▸ Ações necessárias:
a – Atualize o trecho do texto sobre Nelson Motta entre "Jornalista, escritor e" e "amigo e biógrafo.", inclusive, reescrevendo-o com "bossa nova" substituído por "tropicália".
b – Responda às perguntas abaixo com base no texto sobre Nelson Motta.
(i) Qual lição do pai Nelson Motta tomou como receita de vida?
(ii) Que cantora ele revelou?
(iii) Qual é o título da biografia que ele acaba de lançar?

▸ Trecho exibido:
Nelson Motta: paixão, generosidade e sorte

por Redação

Jornalista, escritor e compositor, ele mede as coisas pela intensidade, responde ao ódio com humor e tomou como receita de vida a lição do pai: ”Quem recebeu mais tem que dar mais”

Nelson Motta viu nascer a bossa nova, teve João Gilberto como mestre e amigo e circulou com Nelson Rodrigues, Vinicius de Moraes e Elis Regina, entre outros grandes nomes da música e da literatura brasileira. Jornalista, produtor musical, escritor e compositor, criou canções de sucesso com Lulu Santos, Guilherme Arantes e Rita Lee, revelou a cantora Marisa Monte e produziu trabalhos de Daniela Mercury, Gal Costa e Tim Maia, de quem também foi amigo e biógrafo.

Aos 76 anos, Nelson acaba de lançar sua biografia, De Cu Pra Lua, que narra uma jornada que se mistura à história da cultura brasileira dos últimos 50 anos. "A sorte não tem moral ou ética, não respeita mérito, é totalmente aleatória. O que você faz com ela é o que justifica, é uma retribuição por tê-la recebido", diz. Em conversa com a Trip, ele fala dos privilégios que o ajudaram a construir uma trajetória brilhante e o desejo de, antes de ser rico ou poderoso, ser livre e de alguma forma compartilhar com o mundo o que a sorte lhe trouxe.

Trip. Estive uma vez almoçando na casa dos seus pais num sábado ou num domingo. Foi um privilégio enorme conhecer o Doutor Nelson e a Dona Xixa e, principalmente, ver o clima que tinha naquela casa. Confesso, fiquei encantado. Uma mistura de afeto familiar com cultura de todas as gerações, era quase uma jam session de talentos.

▸ Dados brutos:
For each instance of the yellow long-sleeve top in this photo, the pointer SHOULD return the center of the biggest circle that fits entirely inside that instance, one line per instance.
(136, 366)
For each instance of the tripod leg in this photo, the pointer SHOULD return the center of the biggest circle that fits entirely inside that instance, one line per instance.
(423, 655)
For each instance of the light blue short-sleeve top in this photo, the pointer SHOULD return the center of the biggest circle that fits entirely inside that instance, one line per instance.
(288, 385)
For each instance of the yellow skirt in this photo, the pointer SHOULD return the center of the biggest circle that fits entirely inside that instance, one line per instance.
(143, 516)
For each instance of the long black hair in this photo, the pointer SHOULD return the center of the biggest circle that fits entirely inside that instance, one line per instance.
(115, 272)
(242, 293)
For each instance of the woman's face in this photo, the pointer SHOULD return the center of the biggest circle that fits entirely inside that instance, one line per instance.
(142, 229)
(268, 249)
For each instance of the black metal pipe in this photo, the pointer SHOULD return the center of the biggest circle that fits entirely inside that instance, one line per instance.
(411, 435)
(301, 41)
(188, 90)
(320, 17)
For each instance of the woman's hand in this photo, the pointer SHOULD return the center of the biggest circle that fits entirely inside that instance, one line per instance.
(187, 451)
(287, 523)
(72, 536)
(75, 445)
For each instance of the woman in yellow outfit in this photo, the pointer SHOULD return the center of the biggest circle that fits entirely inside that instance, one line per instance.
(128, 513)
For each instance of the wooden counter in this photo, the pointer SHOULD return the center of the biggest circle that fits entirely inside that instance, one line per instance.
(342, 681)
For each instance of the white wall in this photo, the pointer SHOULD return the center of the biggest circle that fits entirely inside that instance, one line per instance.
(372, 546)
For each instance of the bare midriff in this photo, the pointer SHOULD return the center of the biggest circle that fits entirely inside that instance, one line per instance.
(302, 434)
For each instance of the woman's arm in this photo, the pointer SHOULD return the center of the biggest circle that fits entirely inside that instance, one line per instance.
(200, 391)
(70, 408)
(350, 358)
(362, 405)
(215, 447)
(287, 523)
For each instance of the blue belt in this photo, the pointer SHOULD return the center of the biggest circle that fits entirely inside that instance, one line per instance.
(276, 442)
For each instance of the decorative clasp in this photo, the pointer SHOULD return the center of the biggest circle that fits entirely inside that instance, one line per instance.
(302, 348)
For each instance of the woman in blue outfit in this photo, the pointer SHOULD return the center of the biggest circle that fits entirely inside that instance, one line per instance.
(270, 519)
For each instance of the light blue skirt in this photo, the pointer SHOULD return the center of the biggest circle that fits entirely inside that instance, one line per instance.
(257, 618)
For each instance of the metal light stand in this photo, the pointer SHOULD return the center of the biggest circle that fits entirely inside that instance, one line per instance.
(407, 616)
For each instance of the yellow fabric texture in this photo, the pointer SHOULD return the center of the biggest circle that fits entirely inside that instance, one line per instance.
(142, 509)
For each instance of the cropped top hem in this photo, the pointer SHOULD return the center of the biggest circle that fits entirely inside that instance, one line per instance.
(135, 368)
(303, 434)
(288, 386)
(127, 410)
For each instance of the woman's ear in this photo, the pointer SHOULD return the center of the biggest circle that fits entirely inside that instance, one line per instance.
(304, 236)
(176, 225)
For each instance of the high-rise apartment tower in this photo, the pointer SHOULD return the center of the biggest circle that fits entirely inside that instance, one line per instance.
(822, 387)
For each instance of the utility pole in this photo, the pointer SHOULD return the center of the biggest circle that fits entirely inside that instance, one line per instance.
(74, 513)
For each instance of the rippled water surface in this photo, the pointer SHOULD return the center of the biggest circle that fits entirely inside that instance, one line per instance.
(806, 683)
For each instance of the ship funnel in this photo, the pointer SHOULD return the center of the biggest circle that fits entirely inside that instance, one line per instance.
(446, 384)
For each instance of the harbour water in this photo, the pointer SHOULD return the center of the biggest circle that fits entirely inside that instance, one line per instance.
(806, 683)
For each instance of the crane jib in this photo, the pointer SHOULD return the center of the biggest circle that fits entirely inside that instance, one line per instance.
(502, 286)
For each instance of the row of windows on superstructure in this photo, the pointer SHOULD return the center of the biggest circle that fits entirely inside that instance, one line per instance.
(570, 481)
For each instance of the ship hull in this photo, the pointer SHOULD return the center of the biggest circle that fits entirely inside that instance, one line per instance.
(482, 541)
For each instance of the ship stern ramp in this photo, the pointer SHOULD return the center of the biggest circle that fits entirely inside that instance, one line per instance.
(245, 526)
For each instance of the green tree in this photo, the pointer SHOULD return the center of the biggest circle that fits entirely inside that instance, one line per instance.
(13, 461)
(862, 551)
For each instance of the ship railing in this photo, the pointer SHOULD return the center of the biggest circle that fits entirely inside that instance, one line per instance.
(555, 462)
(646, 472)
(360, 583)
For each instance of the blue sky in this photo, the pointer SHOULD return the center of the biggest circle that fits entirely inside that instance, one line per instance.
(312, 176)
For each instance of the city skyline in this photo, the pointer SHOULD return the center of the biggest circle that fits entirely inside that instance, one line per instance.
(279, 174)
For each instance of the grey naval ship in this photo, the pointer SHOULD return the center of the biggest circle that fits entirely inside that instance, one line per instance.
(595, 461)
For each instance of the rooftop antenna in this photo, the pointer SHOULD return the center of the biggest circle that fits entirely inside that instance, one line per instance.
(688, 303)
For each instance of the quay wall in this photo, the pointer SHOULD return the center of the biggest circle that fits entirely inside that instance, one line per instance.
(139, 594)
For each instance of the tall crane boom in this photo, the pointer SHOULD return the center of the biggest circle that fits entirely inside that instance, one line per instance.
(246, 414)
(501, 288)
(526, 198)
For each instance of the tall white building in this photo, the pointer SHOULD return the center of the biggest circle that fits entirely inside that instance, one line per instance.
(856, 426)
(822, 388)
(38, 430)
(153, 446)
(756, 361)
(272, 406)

▸ Resultados por tarefa:
a –
Jornalista, escritor e compositor, ele mede as coisas pela intensidade, responde ao ódio com humor e tomou como receita de vida a lição do pai: ”Quem recebeu mais tem que dar mais”

Nelson Motta viu nascer a tropicália, teve João Gilberto como mestre e amigo e circulou com Nelson Rodrigues, Vinicius de Moraes e Elis Regina, entre outros grandes nomes da música e da literatura brasileira. Jornalista, produtor musical, escritor e compositor, criou canções de sucesso com Lulu Santos, Guilherme Arantes e Rita Lee, revelou a cantora Marisa Monte e produziu trabalhos de Daniela Mercury, Gal Costa e Tim Maia, de quem também foi amigo e biógrafo.

b –
(i) "Quem recebeu mais tem que dar mais"
(ii) Marisa Monte
(iii) De Cu Pra Lua